Task instructions —
Copy every entry word for word. Skip the pictures.

Data excerpts —
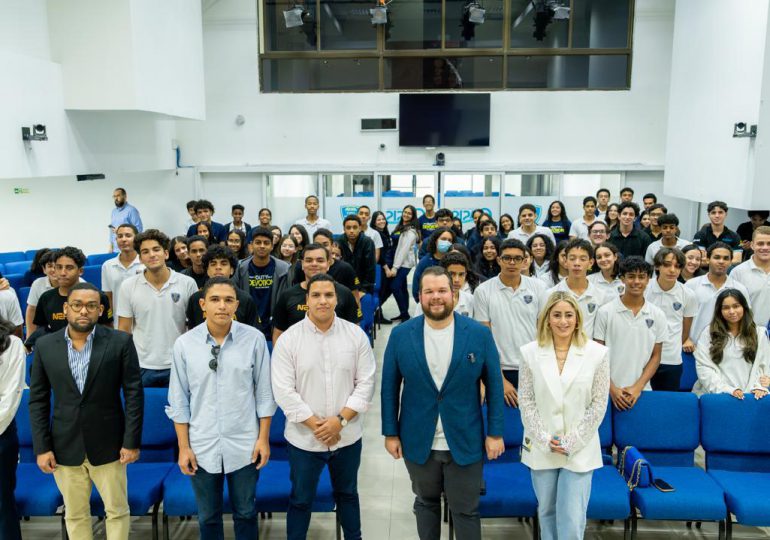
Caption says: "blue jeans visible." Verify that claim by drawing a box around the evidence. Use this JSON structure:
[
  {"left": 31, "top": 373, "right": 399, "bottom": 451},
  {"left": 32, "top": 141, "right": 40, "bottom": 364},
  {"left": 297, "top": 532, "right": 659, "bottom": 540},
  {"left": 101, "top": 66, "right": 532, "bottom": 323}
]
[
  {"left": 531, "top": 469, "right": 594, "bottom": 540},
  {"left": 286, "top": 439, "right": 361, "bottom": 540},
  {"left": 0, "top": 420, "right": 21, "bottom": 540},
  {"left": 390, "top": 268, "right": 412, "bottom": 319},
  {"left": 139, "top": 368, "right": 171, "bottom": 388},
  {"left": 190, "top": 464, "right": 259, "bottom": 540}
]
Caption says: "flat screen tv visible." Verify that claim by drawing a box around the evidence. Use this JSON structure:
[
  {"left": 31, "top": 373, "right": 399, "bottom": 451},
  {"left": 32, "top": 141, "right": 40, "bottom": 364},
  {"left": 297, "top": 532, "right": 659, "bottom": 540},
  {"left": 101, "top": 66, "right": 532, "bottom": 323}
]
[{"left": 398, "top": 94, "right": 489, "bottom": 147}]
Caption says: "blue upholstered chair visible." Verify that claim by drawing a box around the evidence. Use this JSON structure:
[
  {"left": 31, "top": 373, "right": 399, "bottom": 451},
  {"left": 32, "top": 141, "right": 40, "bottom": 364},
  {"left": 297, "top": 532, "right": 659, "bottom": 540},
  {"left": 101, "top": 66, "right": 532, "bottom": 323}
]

Finished exercise —
Caption says: "blue jeans visible." Verify that claim by drawing a box around the evidence. Use this JSON structure:
[
  {"left": 31, "top": 373, "right": 399, "bottom": 451},
  {"left": 32, "top": 141, "right": 40, "bottom": 364},
  {"left": 297, "top": 532, "right": 659, "bottom": 540},
  {"left": 101, "top": 66, "right": 532, "bottom": 323}
]
[
  {"left": 531, "top": 469, "right": 594, "bottom": 540},
  {"left": 286, "top": 439, "right": 361, "bottom": 540},
  {"left": 0, "top": 420, "right": 21, "bottom": 540},
  {"left": 390, "top": 268, "right": 412, "bottom": 319},
  {"left": 139, "top": 368, "right": 171, "bottom": 388},
  {"left": 190, "top": 464, "right": 259, "bottom": 540}
]
Caption says: "flat screen tv visible." Verify that claim by drawing a box around the evidence. Use this JSON structure:
[
  {"left": 31, "top": 373, "right": 399, "bottom": 451},
  {"left": 32, "top": 141, "right": 40, "bottom": 364},
  {"left": 297, "top": 532, "right": 659, "bottom": 540},
  {"left": 101, "top": 66, "right": 532, "bottom": 323}
]
[{"left": 398, "top": 94, "right": 489, "bottom": 147}]
Caption says: "blue upholstered chair visible." Verify that claim by drawing a box around the evidence. Use this JSON structure:
[
  {"left": 31, "top": 373, "right": 399, "bottom": 451},
  {"left": 32, "top": 141, "right": 40, "bottom": 364},
  {"left": 297, "top": 532, "right": 659, "bottom": 540},
  {"left": 101, "top": 66, "right": 532, "bottom": 323}
]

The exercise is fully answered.